_YOUR ASSIGNMENT:_ Search the entries for the word "monkey" and pull out each line that has it.

Stored records
^^^^^^^^

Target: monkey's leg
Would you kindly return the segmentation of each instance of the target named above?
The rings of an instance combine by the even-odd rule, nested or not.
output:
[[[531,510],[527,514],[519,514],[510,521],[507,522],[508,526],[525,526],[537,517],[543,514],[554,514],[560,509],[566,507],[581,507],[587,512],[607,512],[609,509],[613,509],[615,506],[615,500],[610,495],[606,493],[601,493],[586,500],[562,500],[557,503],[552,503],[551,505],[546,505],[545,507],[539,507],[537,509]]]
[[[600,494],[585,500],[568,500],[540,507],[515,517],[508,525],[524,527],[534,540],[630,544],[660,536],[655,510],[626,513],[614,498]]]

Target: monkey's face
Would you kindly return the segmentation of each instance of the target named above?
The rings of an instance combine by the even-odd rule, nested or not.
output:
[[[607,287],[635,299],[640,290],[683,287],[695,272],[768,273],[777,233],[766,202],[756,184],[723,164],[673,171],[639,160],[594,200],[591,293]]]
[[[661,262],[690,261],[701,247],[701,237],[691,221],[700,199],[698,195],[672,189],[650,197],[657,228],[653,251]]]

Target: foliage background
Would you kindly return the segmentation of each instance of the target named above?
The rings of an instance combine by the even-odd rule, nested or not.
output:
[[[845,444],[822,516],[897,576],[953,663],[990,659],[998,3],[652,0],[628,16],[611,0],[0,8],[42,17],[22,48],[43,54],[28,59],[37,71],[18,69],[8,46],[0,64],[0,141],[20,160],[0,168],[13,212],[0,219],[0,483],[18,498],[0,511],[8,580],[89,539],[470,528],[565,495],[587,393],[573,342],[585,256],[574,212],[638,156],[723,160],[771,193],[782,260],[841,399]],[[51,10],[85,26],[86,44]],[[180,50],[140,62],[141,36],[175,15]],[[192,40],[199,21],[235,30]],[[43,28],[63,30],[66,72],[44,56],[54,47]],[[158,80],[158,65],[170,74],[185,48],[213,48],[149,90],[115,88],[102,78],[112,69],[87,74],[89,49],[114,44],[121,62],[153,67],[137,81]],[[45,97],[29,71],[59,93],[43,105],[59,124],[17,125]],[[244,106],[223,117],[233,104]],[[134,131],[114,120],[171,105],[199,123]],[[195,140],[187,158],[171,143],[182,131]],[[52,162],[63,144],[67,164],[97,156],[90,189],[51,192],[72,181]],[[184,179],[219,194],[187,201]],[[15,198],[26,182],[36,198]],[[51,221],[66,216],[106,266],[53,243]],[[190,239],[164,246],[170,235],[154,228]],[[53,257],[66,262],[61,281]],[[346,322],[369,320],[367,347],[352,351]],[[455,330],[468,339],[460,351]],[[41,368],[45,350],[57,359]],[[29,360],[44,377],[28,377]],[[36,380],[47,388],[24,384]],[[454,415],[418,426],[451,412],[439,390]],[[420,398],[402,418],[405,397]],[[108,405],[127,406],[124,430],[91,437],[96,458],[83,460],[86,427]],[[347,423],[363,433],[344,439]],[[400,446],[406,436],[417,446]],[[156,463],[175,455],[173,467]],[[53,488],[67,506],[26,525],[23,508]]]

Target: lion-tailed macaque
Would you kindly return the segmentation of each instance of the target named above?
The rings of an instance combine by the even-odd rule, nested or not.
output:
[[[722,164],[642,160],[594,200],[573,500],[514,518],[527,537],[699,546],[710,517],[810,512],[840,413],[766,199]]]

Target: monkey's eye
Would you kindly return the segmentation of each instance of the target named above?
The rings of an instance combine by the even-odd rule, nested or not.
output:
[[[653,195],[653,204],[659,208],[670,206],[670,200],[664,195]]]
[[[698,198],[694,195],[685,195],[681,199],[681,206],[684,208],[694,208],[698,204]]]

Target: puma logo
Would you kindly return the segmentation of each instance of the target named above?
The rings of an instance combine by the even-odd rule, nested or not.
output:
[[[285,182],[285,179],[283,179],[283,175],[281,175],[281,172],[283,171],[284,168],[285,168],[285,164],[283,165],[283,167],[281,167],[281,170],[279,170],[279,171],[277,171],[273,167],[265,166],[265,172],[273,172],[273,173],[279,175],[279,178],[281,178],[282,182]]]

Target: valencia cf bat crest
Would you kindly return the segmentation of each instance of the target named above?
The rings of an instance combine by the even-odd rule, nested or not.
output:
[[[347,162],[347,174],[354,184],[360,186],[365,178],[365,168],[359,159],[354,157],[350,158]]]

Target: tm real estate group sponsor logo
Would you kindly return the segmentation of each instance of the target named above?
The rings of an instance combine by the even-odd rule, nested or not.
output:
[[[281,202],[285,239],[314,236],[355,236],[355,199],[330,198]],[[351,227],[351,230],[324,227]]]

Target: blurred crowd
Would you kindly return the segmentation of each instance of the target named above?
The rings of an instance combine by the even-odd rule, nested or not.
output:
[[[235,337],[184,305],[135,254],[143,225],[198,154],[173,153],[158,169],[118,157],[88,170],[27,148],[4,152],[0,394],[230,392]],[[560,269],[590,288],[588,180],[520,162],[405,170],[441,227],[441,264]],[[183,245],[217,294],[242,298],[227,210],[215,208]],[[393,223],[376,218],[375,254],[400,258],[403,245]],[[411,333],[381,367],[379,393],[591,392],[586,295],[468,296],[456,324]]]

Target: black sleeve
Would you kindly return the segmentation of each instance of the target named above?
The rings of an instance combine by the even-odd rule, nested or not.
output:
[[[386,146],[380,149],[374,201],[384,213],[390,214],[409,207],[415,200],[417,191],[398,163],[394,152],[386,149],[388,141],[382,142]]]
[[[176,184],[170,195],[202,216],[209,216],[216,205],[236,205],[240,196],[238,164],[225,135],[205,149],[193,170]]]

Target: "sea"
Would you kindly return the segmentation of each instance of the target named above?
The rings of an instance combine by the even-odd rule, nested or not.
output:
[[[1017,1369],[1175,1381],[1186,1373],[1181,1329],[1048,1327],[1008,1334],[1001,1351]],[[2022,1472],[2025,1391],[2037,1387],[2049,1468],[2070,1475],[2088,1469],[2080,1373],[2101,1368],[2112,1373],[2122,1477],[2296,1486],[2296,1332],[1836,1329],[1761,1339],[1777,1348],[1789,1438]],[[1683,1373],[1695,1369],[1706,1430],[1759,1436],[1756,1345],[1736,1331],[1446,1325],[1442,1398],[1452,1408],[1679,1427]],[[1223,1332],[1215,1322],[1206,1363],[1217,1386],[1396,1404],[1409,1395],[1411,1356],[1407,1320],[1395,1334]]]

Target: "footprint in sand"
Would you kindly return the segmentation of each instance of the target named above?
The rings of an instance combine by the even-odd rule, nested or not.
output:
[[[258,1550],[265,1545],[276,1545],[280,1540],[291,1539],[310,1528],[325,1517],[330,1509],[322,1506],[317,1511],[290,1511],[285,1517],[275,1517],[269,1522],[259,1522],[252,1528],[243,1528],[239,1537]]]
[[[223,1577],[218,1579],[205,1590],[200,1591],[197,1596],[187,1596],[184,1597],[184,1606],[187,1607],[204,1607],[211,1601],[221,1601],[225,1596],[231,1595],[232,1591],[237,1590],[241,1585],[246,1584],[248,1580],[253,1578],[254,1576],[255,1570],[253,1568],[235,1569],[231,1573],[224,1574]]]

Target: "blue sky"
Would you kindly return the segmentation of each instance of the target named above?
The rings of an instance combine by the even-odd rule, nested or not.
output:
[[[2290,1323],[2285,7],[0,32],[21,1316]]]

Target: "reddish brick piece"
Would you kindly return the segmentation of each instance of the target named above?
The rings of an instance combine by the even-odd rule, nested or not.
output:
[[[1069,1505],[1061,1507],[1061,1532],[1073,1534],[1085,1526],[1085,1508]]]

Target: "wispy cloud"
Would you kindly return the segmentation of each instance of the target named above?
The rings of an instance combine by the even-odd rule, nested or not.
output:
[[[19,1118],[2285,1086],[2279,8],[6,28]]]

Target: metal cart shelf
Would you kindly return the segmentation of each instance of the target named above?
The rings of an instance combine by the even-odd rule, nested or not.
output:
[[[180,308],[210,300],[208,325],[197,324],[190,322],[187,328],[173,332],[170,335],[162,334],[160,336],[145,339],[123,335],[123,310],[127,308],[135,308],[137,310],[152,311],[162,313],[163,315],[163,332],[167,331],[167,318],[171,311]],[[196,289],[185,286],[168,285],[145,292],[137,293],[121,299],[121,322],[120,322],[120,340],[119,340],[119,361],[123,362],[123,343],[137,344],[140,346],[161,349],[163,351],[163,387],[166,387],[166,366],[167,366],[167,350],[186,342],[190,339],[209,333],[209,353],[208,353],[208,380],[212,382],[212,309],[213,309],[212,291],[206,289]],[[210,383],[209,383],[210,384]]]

^^^^^^^^

_TASK RESULT:_
Target: monkey's leg
Target: monkey's face
Target: monkey's eye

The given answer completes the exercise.